■ WORK INSTRUCTIONS ■
Down to the last character, write out the records below.

(Records drawn from a dataset)
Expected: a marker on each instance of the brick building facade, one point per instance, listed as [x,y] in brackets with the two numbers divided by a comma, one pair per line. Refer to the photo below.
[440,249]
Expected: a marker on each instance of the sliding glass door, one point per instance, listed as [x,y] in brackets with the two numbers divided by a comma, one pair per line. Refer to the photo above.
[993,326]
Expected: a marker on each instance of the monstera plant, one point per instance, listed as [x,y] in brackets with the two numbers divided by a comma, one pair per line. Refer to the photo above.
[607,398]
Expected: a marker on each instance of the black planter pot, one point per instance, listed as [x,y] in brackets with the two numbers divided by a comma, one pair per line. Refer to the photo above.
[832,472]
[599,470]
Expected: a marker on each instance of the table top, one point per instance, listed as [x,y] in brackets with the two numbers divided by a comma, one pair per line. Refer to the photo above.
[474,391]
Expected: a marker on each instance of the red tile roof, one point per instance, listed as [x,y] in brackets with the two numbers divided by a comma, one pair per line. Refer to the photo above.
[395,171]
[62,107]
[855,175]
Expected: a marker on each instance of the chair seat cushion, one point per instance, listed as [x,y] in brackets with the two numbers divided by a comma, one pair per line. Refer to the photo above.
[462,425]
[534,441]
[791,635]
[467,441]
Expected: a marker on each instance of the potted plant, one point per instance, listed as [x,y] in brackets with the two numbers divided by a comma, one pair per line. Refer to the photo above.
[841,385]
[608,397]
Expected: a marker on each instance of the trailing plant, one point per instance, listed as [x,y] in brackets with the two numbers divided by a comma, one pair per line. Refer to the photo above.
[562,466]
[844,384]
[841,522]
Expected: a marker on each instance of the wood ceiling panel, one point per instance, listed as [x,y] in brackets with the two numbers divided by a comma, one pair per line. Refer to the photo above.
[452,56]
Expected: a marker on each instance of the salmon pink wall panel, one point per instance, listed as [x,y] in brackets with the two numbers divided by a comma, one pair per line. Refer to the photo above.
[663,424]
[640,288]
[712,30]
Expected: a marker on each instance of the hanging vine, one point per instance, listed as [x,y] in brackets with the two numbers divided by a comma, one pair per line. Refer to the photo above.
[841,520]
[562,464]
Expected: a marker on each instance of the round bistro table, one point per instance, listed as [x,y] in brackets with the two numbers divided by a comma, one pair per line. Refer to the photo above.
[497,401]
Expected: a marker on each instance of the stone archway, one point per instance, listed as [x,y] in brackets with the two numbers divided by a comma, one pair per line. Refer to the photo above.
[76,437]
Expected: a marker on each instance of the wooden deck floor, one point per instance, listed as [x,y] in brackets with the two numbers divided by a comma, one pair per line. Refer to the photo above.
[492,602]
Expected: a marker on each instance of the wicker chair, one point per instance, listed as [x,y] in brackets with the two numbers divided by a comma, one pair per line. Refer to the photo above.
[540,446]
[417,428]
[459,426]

■ REPLY TO THE TASK ■
Expected: a marker on each instance of the brick building facade, one point per instance, listed as [x,y] in brackets with the two numbers divided by a comma, one pair per line. Refer to the photo below.
[440,249]
Expected: a marker on each instance of the sliding glass door, one point per instance, listed as [x,y] in brackets with the two numbers divided by a comma, one pair per line. Refer to the photo above.
[993,326]
Expected: a marker on each instance of the monstera plant, one point per instance, listed as [x,y] in brackets with the two numbers divided by a comma, one pair per line. Refer to the photo above.
[607,398]
Expected: a marker on each instance of the black planter pot, one point per instance, listed as [x,y] in brackets with the two numbers divided by a comma, one pair per line. Refer to the photo above.
[832,472]
[599,470]
Expected: a marker on each instance of the table top, one point per instance, listed as [x,y] in brackets with the two numbers divided by a comma, one pair per line. Refer to the photo above.
[474,391]
Expected: a marker on each instance of the red tile roof, one point per instance, listed as [x,y] in brackets with the two numbers divided by a comma, one pair per line. Refer to the photo above.
[395,171]
[62,107]
[855,175]
Expected: a marker on each instance of the chair seat cushion, one point per instance, listed as [x,y] in brackets with the two numbers divided by a comma, one pair per line. Refer to the photo above.
[462,425]
[534,441]
[791,635]
[467,441]
Expected: a marker on each instance of the potted plant, one point per instance, listed as [x,y] in brackets with the two numbers divided by a comma, one pair per line. Refer to the photo above.
[841,385]
[608,397]
Expected: a marker on each instance of the trailing plant, one point per instance, listed as [x,y] in brackets with the two numbers divided by a comma, one pair per line. Refer to the photo above.
[562,466]
[844,384]
[841,522]
Expected: a marker on each instance of the wood ceiling panel, one point per instance, listed as [x,y] in brackets with the two numbers divided by a comma, one pair per line. Refer to the photo above.
[452,56]
Expected: a marker on each instance of the salmon pink wall panel, one point per instance, listed as [x,y] in brackets with the two numbers divided by a comma, one pair per line. Refer to the photo above.
[663,424]
[640,288]
[712,30]
Expected: a marker on each instance of the hanging vine, one point per instance, listed as [x,y] in brackets with the two numbers divided by a comma, one pair per line. Refer to the photo above.
[841,520]
[562,464]
Expected: a marker on each instance of the round bistro table, one point per instance, listed as [x,y] in brackets with the two numbers divided by a comma, one pair per line. Refer to the photo above.
[497,401]
Expected: a marker on each instance of the stone archway, one point per instance, listed as [x,y] in brackets with the two numbers divided by a comma, one pair per line. Refer to the photo above.
[76,437]
Expected: a marker on each instance of the wooden deck floor, one point per instance, listed as [x,y] in brackets with the two numbers divided by a comma, one pair per line. Refer to the photo above.
[492,602]
Expected: a marker on each instance of the wicker chair, one point per instance, listed as [x,y] in brackets with the two numbers divided by a comma, one pair per line. Refer to the photo above.
[540,446]
[417,428]
[459,426]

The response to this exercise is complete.